## Start TEXT EXTRACT
Measurement Specialties had augmented its original Point-to-Point network with a mix
of IP VPN and additional Point-to-Point connections as new locations came on board,
so all connections were routed through the company's headquarters in Hampton,
VA. As the company grew, the network became fragmented and could not support
heavy data transfer and worldwide connectivity, causing such poor performance that
downtime was measured in days per quarter and seriously impacted the business.
When the network went down, sites around the world lost the ability to process and ship
orders and match production to inventory plans. In addition, Measurement Specialties
sometimes lost all two-way communication for stretches as long as 24 hours, which
hampered customer service and challenged collaboration between globally dispersed
engineering and product development groups.
## End TEXT EXTRACT
# WORK INSTRUCTIONS
1: Sum up the passage on Measurement Specialties' network problems in two sentences.
2: Go on with the passage on Measurement Specialties' network problems, picking up after its final sentence.
The lines after this text aren't needed for anything here.
## Start PROVIDED MATERIAL
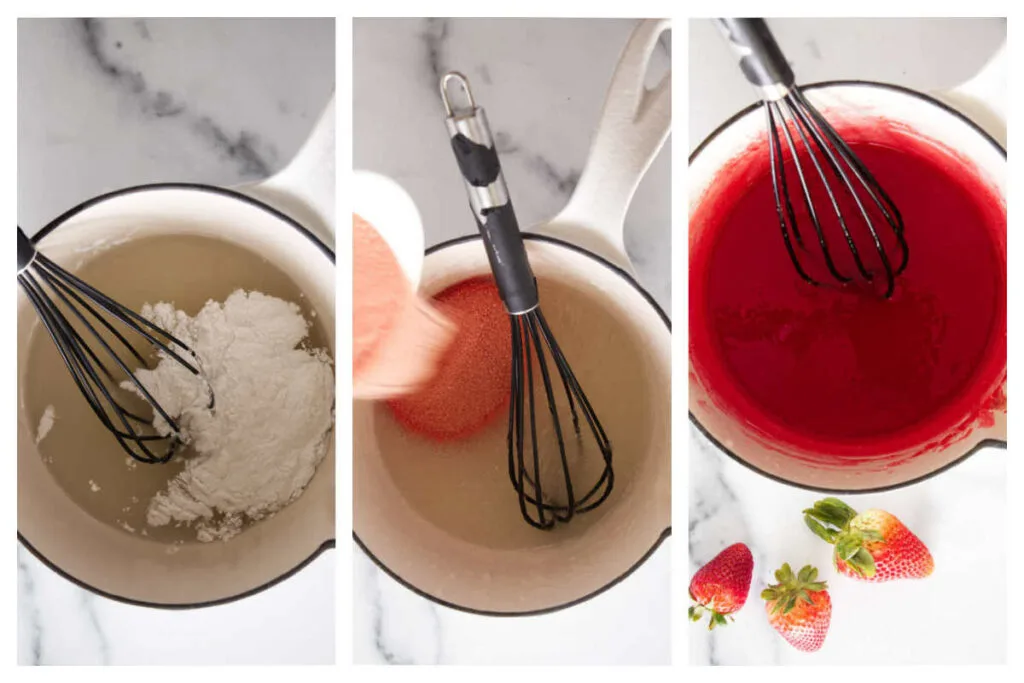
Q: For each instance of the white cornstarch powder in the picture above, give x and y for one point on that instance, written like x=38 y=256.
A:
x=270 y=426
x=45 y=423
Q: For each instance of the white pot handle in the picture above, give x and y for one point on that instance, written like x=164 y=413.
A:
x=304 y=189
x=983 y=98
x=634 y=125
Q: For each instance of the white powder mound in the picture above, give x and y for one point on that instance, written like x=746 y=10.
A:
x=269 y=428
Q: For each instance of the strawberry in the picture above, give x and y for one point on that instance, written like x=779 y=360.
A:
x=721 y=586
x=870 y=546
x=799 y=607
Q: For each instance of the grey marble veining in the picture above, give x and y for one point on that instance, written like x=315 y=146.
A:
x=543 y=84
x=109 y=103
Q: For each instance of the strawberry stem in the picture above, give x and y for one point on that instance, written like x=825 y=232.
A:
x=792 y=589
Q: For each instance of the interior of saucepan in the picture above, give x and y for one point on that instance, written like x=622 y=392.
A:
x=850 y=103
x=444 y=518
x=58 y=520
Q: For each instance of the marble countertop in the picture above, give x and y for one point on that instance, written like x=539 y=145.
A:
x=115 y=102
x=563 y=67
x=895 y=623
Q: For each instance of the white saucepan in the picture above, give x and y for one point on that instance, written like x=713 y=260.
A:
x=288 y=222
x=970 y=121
## End PROVIDED MATERIAL
# EXPECTED OUTPUTS
1: Measurement Specialties' network, built from Point-to-Point links with IP VPN and more Point-to-Point connections added as new locations joined, routed all traffic through its Hampton, VA headquarters and grew fragmented, unable to support heavy data transfer and worldwide connectivity. Downtime reached days per quarter, so sites could not process and ship orders or match production to inventory plans, and two-way communication was sometimes lost for up to 24 hours, which hampered customer service and collaboration between engineering and product development groups.

2:
The situation also put a strain on Andreini and his lean team of 35 staff members, only
a few of whom are network engineers. Measurement Specialties frequently had to
mediate disputes between the old provider and its partners in other countries before
one carrier would fix a network issue, and a number of the staff had to spend extra
time learning to configure routers to fill a gap in the provider's services.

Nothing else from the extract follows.